## Instructions for the task
Reproduce word for word the lines of the entries below, starting at the beginning of the entries and ending at the line that contains "box: [198, 301, 420, 399]", with both ends included. Leave the pictures out of your copy.

[Saved data entries]
——————

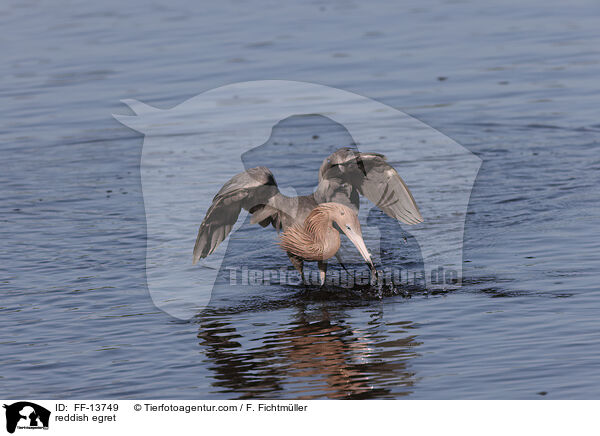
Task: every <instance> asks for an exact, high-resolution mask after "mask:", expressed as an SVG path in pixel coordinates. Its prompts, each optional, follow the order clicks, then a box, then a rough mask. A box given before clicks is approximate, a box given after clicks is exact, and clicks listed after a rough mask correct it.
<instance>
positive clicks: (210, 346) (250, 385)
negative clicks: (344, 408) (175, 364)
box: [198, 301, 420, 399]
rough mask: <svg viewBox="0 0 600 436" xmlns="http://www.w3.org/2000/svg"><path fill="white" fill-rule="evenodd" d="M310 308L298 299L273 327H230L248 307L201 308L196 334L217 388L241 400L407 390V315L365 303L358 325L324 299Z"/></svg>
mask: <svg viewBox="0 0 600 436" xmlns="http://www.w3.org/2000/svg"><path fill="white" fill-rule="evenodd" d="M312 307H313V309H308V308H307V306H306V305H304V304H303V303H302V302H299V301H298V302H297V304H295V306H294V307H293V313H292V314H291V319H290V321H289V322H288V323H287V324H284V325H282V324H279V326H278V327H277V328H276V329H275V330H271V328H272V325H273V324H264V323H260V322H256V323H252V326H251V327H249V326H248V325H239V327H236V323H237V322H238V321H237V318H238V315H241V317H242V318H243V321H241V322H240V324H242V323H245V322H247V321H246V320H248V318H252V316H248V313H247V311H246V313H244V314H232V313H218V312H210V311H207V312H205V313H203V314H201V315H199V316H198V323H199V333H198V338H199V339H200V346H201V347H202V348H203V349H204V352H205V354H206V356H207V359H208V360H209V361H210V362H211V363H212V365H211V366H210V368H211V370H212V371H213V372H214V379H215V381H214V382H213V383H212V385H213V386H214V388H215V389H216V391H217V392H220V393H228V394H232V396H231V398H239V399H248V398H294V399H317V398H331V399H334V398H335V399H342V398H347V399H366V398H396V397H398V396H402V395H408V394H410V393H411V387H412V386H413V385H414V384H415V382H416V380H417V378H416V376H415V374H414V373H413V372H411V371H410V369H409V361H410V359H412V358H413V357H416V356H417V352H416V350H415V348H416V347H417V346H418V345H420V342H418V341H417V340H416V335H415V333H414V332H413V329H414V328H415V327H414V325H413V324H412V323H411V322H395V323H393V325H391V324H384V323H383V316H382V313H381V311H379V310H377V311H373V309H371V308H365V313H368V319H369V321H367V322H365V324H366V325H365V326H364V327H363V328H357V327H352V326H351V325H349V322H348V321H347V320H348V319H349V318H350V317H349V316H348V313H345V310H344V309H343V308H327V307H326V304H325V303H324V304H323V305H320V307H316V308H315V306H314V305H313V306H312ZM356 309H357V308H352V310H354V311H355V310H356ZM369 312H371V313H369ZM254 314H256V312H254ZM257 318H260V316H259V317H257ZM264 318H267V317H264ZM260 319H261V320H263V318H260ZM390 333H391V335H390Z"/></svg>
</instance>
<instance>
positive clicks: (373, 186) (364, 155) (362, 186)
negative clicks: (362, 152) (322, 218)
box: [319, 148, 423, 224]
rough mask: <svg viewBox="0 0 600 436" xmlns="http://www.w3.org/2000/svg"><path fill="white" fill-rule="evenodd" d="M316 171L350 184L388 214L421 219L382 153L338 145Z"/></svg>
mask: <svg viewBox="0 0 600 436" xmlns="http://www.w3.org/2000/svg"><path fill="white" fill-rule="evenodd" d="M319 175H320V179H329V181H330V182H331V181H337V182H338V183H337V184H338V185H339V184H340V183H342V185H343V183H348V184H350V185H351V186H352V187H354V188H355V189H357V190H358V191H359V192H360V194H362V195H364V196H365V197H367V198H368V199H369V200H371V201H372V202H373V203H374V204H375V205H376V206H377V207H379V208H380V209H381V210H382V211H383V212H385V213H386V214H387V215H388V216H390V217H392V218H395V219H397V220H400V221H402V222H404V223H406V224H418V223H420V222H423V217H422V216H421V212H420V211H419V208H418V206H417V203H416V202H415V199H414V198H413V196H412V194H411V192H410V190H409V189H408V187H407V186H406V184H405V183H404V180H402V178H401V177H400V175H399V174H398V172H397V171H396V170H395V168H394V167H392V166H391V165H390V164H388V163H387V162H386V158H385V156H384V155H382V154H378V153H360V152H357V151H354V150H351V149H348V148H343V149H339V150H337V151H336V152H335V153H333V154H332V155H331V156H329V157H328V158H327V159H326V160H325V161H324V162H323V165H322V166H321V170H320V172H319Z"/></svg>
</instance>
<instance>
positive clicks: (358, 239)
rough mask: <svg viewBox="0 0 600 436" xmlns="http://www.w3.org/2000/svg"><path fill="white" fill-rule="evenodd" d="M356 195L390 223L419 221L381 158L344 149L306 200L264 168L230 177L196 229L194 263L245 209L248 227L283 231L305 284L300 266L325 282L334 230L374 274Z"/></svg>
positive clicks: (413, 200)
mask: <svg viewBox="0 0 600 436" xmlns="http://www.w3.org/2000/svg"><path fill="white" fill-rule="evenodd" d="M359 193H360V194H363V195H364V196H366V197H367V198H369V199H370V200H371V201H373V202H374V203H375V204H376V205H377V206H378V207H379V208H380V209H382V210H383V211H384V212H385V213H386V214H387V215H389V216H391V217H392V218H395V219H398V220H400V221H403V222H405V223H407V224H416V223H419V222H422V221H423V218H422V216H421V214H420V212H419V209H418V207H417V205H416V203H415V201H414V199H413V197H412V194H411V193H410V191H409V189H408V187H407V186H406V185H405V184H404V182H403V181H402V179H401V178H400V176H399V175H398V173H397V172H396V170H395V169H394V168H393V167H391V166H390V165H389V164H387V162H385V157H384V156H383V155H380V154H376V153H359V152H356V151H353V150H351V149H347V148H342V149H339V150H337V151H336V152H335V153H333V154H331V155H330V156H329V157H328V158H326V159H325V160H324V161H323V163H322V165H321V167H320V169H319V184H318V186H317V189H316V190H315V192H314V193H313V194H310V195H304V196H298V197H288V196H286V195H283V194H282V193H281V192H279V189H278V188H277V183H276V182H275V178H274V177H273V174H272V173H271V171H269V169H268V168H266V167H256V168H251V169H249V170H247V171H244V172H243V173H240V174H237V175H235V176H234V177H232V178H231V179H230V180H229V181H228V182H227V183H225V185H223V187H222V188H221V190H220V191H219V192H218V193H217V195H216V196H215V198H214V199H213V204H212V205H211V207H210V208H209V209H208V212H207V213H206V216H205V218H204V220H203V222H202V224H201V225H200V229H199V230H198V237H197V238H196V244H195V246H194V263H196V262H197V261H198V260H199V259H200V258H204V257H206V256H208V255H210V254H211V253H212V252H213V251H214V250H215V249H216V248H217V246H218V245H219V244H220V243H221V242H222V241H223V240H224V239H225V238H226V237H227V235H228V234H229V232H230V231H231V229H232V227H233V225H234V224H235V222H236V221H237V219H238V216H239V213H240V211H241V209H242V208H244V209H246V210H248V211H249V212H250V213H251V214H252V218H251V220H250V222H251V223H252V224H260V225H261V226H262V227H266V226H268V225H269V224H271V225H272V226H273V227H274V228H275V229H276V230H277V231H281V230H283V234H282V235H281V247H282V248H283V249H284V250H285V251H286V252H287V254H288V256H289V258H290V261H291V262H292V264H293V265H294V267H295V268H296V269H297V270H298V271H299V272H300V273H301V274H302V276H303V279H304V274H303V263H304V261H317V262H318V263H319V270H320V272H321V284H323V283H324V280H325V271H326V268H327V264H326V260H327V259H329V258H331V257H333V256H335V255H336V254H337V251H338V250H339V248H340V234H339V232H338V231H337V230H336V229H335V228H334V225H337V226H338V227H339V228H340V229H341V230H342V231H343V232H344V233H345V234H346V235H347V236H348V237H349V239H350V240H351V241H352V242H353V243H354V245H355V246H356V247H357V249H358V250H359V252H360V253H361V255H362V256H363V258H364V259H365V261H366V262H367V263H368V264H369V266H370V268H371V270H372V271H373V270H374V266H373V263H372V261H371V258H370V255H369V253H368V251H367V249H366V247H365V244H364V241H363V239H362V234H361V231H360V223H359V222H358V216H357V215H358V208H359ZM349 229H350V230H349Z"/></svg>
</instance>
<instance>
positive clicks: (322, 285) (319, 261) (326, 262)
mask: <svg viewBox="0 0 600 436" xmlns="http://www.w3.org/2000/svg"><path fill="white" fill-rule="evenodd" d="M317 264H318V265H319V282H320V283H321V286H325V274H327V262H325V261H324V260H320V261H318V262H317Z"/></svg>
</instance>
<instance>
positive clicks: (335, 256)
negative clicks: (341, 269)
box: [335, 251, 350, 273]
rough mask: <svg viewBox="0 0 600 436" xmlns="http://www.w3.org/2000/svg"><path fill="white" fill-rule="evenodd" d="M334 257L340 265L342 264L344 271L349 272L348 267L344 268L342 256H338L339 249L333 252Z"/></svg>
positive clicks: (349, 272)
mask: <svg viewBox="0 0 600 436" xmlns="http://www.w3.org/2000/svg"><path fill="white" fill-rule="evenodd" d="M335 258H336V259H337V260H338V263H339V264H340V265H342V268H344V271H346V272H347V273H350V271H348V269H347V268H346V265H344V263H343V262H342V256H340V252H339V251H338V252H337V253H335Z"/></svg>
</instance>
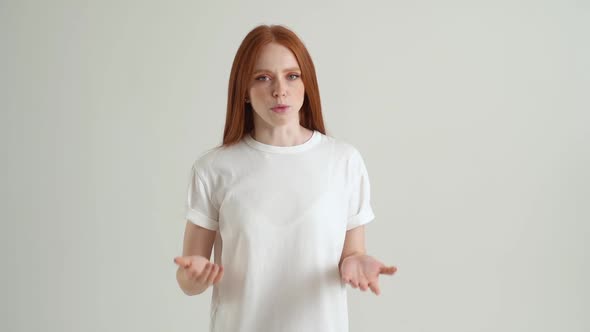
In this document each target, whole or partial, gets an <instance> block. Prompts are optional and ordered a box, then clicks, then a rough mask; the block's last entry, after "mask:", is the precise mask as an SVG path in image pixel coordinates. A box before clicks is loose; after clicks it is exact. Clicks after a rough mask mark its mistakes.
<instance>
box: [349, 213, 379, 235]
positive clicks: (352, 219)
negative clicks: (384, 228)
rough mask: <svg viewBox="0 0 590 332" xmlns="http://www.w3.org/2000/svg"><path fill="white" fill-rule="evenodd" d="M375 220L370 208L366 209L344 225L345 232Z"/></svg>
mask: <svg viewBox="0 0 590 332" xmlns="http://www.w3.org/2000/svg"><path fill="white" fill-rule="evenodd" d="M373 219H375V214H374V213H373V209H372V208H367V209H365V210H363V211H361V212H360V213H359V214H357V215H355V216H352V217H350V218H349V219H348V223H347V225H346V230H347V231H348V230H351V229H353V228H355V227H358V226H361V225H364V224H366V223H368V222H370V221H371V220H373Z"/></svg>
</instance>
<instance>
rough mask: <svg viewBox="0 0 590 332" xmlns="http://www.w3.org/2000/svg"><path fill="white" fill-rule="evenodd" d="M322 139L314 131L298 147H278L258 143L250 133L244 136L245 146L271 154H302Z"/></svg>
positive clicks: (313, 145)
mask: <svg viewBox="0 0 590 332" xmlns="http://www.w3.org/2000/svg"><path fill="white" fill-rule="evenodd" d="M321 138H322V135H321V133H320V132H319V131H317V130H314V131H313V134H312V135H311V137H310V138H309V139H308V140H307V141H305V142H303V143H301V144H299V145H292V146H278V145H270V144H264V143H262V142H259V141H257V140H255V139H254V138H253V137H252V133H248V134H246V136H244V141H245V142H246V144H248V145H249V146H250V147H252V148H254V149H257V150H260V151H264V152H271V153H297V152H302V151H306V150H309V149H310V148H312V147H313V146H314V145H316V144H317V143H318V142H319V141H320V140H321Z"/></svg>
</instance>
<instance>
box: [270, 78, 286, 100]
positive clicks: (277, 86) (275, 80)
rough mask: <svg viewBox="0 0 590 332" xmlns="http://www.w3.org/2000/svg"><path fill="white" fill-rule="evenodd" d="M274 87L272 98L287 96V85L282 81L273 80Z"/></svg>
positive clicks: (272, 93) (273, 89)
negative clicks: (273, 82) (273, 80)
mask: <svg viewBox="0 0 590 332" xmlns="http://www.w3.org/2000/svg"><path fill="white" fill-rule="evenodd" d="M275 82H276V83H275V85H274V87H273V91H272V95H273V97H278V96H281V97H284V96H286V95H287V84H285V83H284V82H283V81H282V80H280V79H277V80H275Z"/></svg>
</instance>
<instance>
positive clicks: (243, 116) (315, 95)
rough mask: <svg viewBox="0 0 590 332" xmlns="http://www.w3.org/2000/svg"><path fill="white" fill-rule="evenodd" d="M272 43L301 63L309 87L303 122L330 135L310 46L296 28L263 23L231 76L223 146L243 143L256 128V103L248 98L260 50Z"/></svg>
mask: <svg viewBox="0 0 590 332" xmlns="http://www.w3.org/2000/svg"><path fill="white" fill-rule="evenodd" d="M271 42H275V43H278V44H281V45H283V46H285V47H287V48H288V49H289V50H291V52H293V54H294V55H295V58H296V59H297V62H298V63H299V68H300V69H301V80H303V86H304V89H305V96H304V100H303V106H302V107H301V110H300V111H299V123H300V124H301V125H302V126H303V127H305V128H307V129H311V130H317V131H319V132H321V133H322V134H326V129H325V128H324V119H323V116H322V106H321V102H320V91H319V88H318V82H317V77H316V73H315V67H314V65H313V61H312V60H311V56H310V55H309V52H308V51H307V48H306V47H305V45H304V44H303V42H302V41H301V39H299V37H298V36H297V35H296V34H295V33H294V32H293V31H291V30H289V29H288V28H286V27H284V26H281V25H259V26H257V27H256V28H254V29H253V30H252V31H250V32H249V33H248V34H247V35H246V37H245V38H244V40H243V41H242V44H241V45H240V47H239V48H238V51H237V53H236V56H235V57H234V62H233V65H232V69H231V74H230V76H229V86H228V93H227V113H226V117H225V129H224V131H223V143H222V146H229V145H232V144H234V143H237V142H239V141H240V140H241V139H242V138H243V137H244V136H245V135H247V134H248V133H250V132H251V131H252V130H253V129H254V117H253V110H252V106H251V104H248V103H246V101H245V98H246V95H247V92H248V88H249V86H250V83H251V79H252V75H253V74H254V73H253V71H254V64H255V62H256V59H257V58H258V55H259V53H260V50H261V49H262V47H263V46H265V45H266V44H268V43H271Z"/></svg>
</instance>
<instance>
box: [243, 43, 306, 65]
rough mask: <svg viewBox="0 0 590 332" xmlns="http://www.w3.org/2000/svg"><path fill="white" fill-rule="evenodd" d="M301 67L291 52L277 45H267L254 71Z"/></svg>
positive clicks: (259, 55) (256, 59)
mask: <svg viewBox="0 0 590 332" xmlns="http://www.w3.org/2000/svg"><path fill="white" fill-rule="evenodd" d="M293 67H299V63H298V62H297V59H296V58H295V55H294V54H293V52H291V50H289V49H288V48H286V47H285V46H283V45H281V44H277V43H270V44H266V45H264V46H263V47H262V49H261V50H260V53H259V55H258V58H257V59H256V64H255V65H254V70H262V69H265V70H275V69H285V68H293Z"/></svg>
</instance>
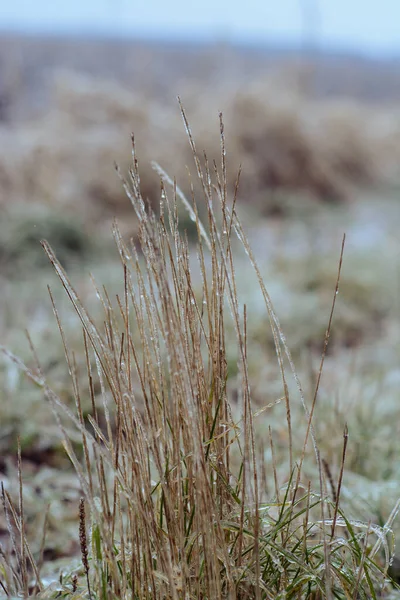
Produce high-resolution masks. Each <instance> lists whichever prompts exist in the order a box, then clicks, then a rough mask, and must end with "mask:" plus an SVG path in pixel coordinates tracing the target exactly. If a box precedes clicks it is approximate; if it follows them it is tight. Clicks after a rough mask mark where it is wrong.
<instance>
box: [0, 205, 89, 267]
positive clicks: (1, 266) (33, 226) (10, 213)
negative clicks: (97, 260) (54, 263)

——————

## Problem solution
Task: every <instance> asks for an exact, high-resolution mask after "mask:", expressed as an SVG path in pixel coordinates. Its prompts, each optional, follow the order clicks, then a box, then a rough mask. A box given before clicks is approximate, a box given after clicks is exact, and clicks listed after a rough mask correct it.
<instance>
positive clicks: (210, 346) (250, 385)
negative clicks: (344, 408) (175, 364)
box: [198, 301, 420, 399]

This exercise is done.